*Exercise instructions*
Word for word, write out the entries that follow, omitting all pictures.

[Extracted data entries]

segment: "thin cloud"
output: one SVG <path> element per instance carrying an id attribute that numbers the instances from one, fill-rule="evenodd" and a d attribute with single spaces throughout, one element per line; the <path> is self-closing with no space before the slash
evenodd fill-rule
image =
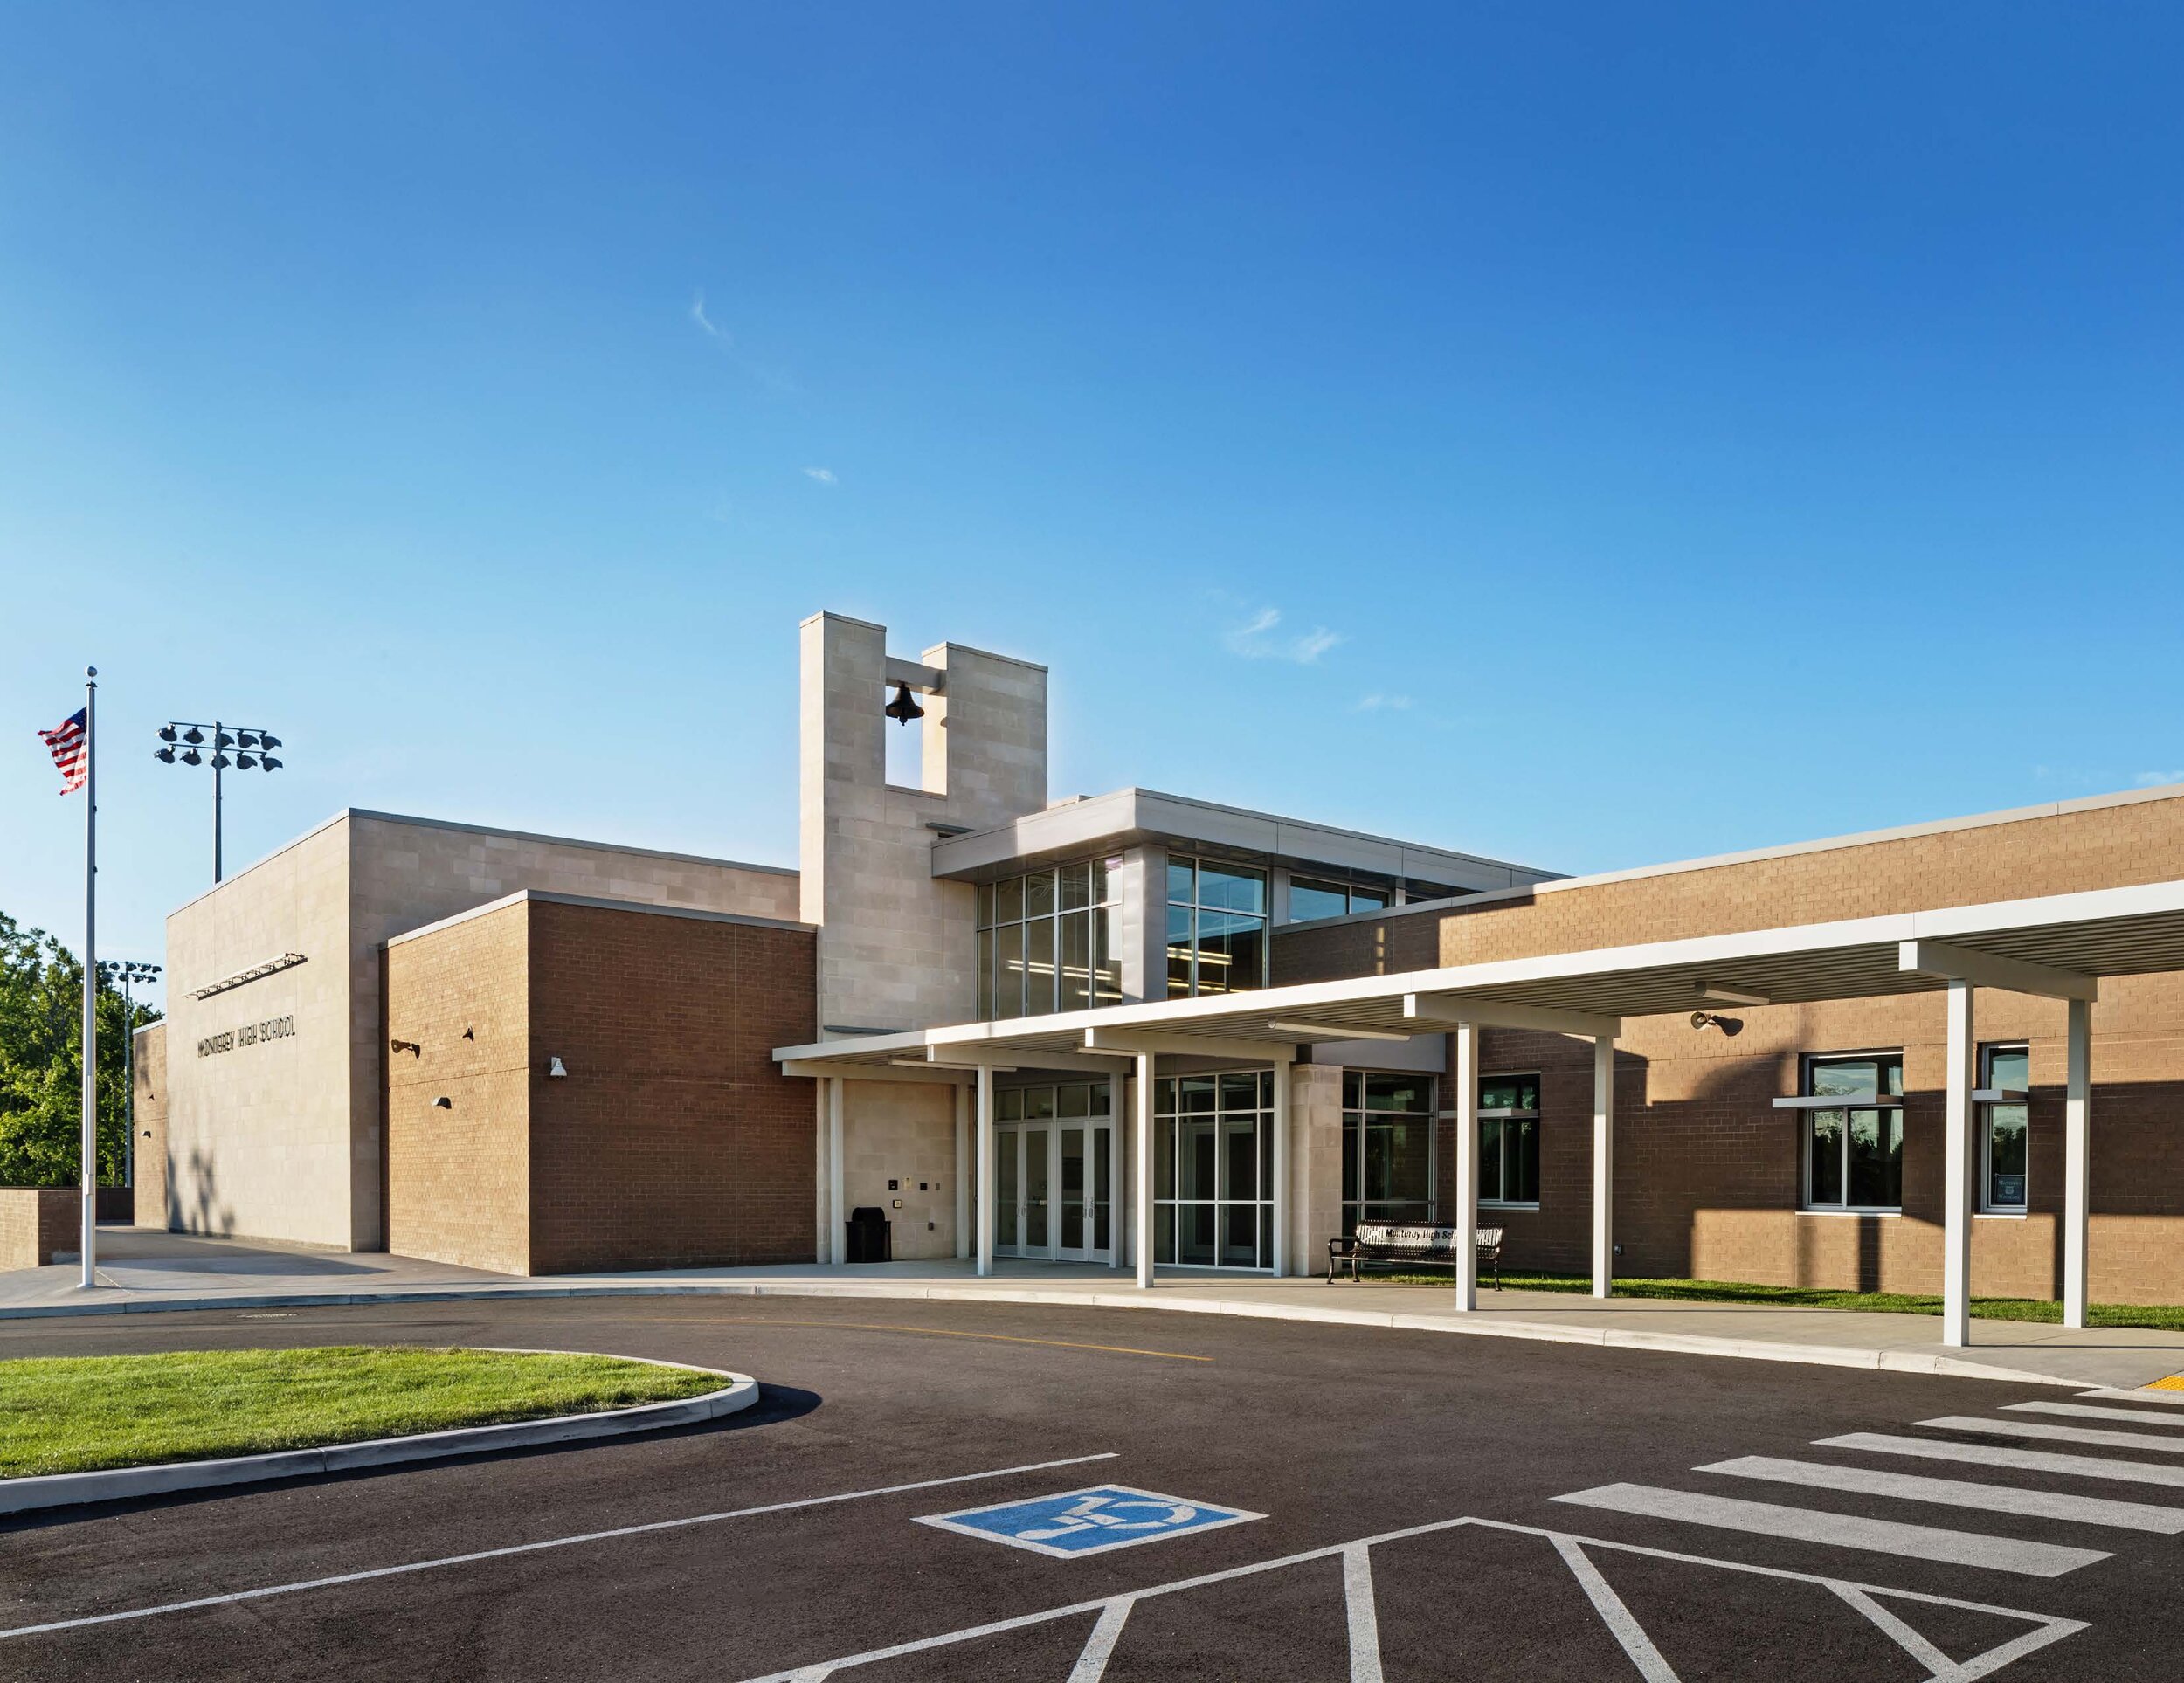
<path id="1" fill-rule="evenodd" d="M 1314 665 L 1342 640 L 1339 631 L 1324 625 L 1290 635 L 1282 630 L 1279 608 L 1261 608 L 1242 624 L 1221 633 L 1222 645 L 1231 654 L 1247 660 L 1289 660 L 1300 666 Z"/>
<path id="2" fill-rule="evenodd" d="M 2132 782 L 2141 789 L 2159 789 L 2164 783 L 2184 783 L 2184 771 L 2142 771 Z"/>
<path id="3" fill-rule="evenodd" d="M 804 477 L 807 479 L 817 479 L 821 485 L 840 485 L 841 483 L 840 479 L 834 477 L 834 470 L 831 467 L 807 467 L 804 470 Z"/>
<path id="4" fill-rule="evenodd" d="M 1407 713 L 1411 705 L 1411 698 L 1407 695 L 1388 695 L 1378 690 L 1371 695 L 1358 698 L 1359 713 Z"/>
<path id="5" fill-rule="evenodd" d="M 690 294 L 690 319 L 698 324 L 698 330 L 708 339 L 717 340 L 723 345 L 736 342 L 734 334 L 725 328 L 713 325 L 713 318 L 705 313 L 705 294 L 702 292 Z"/>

*Response to this task*
segment: "thin cloud"
output: one SVG <path> element per instance carrying an id attribute that numbers the instances from one, fill-rule="evenodd" and a d attribute with single spaces throughout, one element per line; the <path> is self-closing with no space before the slash
evenodd fill-rule
image =
<path id="1" fill-rule="evenodd" d="M 1314 665 L 1342 640 L 1339 631 L 1324 625 L 1290 635 L 1282 630 L 1279 608 L 1261 608 L 1242 624 L 1221 633 L 1222 645 L 1231 654 L 1247 660 L 1289 660 L 1300 666 Z"/>
<path id="2" fill-rule="evenodd" d="M 2132 782 L 2141 789 L 2159 789 L 2164 783 L 2184 783 L 2184 771 L 2142 771 Z"/>
<path id="3" fill-rule="evenodd" d="M 804 477 L 807 479 L 817 479 L 821 485 L 840 485 L 841 483 L 840 479 L 834 477 L 834 470 L 831 467 L 807 467 L 804 470 Z"/>
<path id="4" fill-rule="evenodd" d="M 1407 713 L 1411 705 L 1411 698 L 1407 695 L 1388 695 L 1378 690 L 1371 695 L 1358 698 L 1359 713 Z"/>
<path id="5" fill-rule="evenodd" d="M 690 294 L 690 319 L 698 324 L 698 330 L 708 339 L 717 340 L 723 345 L 736 342 L 734 334 L 725 328 L 713 325 L 713 318 L 705 313 L 705 294 L 702 292 Z"/>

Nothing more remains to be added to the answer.